=== DATASET EXCERPTS ===
□ □ □ □ □
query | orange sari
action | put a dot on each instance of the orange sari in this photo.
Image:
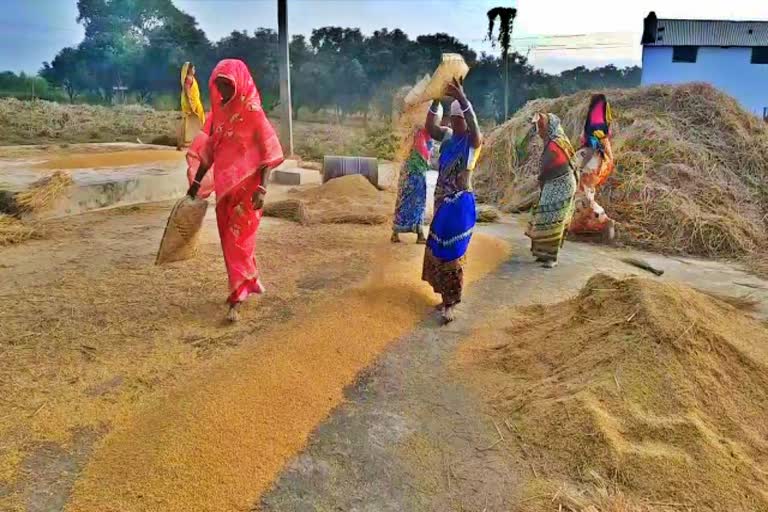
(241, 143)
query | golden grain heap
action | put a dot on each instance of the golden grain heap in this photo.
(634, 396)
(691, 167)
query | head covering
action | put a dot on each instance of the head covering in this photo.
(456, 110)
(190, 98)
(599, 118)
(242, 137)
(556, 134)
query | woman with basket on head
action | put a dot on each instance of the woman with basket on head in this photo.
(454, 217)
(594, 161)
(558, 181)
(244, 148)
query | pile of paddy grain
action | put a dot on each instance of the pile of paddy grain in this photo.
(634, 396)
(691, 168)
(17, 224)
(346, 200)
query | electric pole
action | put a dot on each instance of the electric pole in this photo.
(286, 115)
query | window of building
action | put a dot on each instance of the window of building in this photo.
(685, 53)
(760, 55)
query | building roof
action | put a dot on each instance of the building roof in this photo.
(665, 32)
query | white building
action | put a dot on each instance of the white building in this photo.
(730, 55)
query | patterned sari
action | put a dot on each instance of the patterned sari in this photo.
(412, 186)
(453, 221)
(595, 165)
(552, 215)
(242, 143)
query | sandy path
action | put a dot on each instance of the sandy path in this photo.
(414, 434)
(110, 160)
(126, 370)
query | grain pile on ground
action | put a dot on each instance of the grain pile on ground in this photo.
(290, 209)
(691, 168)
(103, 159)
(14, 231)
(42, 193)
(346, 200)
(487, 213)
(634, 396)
□ □ □ □ □
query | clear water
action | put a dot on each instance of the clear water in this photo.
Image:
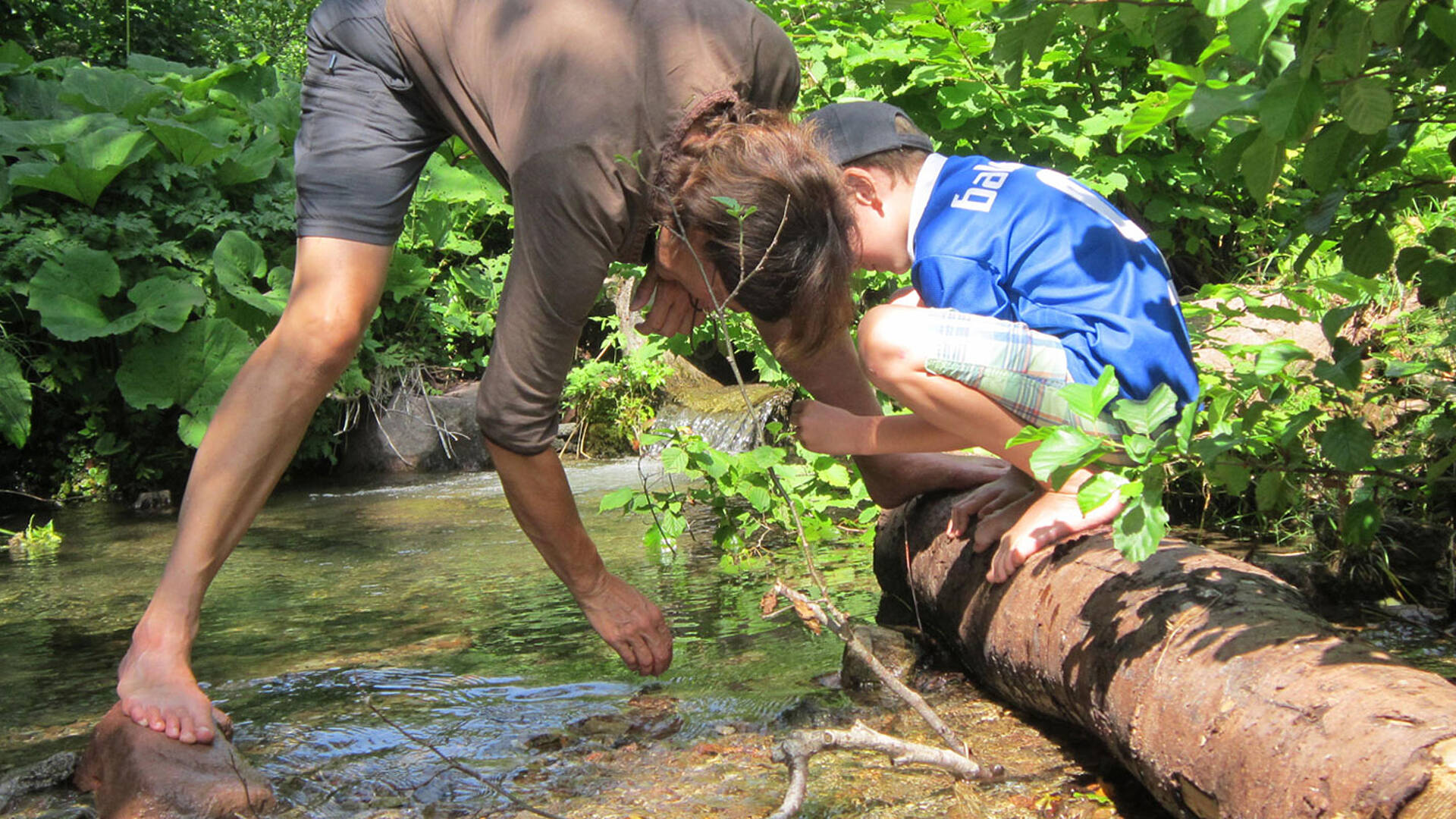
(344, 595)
□ □ □ □ □
=== PROMPT ===
Return every line of the material above that contains the word "clear".

=== TASK OUTPUT ===
query | clear water
action | put a dot on each instance of the clear water in this photo.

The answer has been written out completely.